FRAGMENT UIT DOCUMENT =

=-=-=-=-=

Opvallend is ook welke woorden niet zijn geleend. Zo is geen enkel woord geleend voor ‘vuurwapen’, terwijl bekend is dat de indianen de vuurwapens van de kolonisten leerden kennen en aanschaften, eerst om meer bevers te kunnen doden – de indianen plaatsten traditioneel vallen – en later om te gebruiken tegen zowel rivaliserende groepen indianen als tegen de Nederlandse kolonisten. Maar hiervan vinden we geen spoor in de indiaanse woordenschat.

Uit vergelijkend onderzoek naar de invloed van Europese talen op indianentalen is gebleken dat andere Europese talen leenwoorden hebben geleverd op dezelfde of vergelijkbare terreinen: kolonisten die naar het nieuwe continent trokken, hadden kennelijk een vergelijkbare achtergrond. Ook bleek uit dit onderzoek dat de grootste invloed op indianentalen in het algemeen is uitgegaan van het Spaans, gevolgd door het Engels. Andere talen, zoals Nederlands, Frans en Portugees, hadden een veel geringere invloed.

=-=-=-=-=

VERMELDE ITEMS =

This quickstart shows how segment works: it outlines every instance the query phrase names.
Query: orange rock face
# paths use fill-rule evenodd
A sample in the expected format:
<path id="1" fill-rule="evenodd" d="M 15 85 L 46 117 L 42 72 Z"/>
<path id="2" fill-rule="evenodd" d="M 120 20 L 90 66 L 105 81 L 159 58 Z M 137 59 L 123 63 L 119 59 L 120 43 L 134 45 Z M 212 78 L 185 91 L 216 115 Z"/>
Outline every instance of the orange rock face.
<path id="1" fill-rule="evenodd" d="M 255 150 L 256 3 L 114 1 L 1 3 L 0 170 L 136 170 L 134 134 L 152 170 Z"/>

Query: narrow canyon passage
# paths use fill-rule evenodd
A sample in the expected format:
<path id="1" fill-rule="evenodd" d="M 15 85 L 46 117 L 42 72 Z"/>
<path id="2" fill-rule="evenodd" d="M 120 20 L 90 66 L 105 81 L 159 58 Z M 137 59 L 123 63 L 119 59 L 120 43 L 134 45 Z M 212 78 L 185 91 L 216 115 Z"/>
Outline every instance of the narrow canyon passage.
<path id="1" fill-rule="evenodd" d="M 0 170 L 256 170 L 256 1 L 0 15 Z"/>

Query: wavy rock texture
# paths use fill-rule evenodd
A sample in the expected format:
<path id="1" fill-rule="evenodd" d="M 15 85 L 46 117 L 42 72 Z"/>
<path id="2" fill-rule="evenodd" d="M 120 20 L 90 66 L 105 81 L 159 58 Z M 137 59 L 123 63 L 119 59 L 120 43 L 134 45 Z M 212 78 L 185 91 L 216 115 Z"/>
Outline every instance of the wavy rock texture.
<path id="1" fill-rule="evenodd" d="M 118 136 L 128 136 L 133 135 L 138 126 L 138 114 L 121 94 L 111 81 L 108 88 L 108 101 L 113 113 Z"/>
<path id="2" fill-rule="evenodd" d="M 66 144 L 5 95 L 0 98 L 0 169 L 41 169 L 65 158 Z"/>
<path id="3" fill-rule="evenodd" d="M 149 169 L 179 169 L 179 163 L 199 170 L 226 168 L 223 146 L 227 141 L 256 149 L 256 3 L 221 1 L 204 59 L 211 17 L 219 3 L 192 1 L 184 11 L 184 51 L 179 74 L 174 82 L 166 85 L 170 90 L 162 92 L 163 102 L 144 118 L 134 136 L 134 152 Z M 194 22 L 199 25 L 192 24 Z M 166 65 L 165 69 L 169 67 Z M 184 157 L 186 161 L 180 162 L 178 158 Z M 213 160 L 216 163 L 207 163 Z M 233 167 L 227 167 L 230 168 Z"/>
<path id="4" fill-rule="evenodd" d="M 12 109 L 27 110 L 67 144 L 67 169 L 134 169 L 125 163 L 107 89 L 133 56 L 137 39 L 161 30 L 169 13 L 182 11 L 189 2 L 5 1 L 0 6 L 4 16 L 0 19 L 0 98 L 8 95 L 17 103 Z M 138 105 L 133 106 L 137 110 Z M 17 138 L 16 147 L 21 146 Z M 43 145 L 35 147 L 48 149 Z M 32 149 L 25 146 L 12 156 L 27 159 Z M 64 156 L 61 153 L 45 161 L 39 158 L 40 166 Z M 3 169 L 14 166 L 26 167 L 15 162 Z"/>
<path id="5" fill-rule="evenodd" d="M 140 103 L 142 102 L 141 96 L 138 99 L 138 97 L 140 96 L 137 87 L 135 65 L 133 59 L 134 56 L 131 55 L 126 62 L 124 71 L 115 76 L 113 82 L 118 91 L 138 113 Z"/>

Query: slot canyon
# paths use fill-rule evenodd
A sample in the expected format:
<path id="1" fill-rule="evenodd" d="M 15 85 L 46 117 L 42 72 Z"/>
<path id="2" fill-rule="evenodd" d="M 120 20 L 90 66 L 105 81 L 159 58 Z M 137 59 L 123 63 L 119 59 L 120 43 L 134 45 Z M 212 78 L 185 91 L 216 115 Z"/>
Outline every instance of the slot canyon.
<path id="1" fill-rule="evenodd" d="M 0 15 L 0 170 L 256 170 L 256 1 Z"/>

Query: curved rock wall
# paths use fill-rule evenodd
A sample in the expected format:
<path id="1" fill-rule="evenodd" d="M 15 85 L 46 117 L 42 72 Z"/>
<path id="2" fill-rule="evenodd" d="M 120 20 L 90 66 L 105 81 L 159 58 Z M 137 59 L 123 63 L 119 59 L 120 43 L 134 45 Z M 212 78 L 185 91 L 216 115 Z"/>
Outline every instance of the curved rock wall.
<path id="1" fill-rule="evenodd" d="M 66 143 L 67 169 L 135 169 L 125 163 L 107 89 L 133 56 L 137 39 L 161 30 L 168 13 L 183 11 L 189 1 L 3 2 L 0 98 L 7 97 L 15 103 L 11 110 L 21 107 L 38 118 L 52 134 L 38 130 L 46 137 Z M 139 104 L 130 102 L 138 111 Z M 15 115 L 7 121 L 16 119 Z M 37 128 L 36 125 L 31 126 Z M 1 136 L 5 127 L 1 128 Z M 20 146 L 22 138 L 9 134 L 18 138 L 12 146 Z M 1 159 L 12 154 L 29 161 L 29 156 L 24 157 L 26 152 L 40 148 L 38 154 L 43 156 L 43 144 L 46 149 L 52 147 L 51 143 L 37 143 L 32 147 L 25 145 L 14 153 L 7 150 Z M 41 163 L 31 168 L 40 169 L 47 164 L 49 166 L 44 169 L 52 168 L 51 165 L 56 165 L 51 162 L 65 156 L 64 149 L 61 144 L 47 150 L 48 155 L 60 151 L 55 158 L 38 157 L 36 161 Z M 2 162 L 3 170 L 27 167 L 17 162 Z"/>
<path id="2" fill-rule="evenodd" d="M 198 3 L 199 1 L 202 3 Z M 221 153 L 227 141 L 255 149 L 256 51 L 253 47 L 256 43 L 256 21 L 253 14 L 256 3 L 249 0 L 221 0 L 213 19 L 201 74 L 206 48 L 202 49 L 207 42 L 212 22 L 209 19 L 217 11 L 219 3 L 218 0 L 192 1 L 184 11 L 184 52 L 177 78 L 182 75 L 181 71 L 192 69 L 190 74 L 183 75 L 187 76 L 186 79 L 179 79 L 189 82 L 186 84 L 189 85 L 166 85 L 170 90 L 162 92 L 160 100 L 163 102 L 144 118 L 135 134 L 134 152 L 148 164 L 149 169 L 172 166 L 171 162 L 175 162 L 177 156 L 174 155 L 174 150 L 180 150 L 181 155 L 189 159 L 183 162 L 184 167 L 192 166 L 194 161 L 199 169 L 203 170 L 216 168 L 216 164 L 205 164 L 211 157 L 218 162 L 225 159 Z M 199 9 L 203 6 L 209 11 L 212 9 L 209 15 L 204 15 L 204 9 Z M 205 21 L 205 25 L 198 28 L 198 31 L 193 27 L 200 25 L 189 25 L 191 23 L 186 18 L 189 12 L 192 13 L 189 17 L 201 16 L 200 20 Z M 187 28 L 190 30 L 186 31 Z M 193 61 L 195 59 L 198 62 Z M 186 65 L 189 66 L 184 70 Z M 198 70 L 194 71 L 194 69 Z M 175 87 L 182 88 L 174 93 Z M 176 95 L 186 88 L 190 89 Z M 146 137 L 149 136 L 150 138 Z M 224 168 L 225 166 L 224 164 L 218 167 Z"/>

=-=-=-=-=

DE OPDRACHT = Schrijf de passage uit het fragment over de Nederlandse leenwoorden in indianentalen letterlijk over, beginnend bij "Opvallend is ook" en eindigend bij "de indiaanse woordenschat.". De items vormen afzonderlijk materiaal en staan los van het fragment.

DEFINITIEF ANTWOORD =
Opvallend is ook welke woorden niet zijn geleend. Zo is geen enkel woord geleend voor ‘vuurwapen’, terwijl bekend is dat de indianen de vuurwapens van de kolonisten leerden kennen en aanschaften, eerst om meer bevers te kunnen doden – de indianen plaatsten traditioneel vallen – en later om te gebruiken tegen zowel rivaliserende groepen indianen als tegen de Nederlandse kolonisten. Maar hiervan vinden we geen spoor in de indiaanse woordenschat.